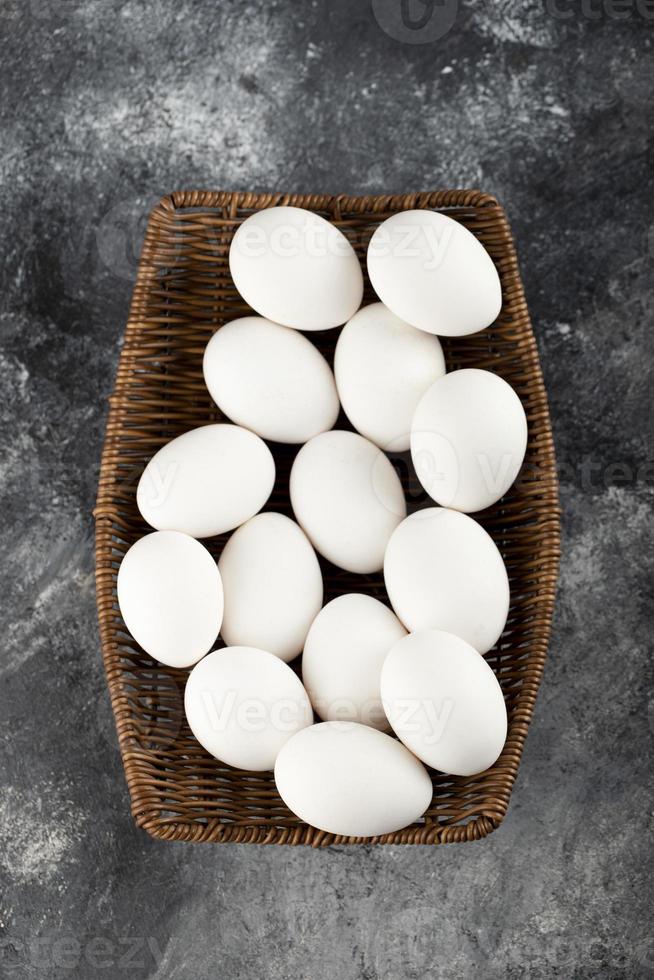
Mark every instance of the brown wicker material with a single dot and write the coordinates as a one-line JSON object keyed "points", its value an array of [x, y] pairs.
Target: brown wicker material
{"points": [[183, 293]]}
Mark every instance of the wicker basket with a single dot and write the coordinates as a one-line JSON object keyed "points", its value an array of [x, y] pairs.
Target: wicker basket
{"points": [[183, 293]]}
+++
Transcribe the entries above verbatim, excluding any image.

Mark every instance of the brown wicker material with a single dot and write the coordinates as a one-line JSON object keyed "points", its value an array of [x, y] pairs.
Target: brown wicker material
{"points": [[183, 293]]}
Mark every instance of the wicker basket with a single dot and write the coordinates as a one-line JSON object keyed "points", its value an array of [x, y] pairs.
Target: wicker basket
{"points": [[183, 293]]}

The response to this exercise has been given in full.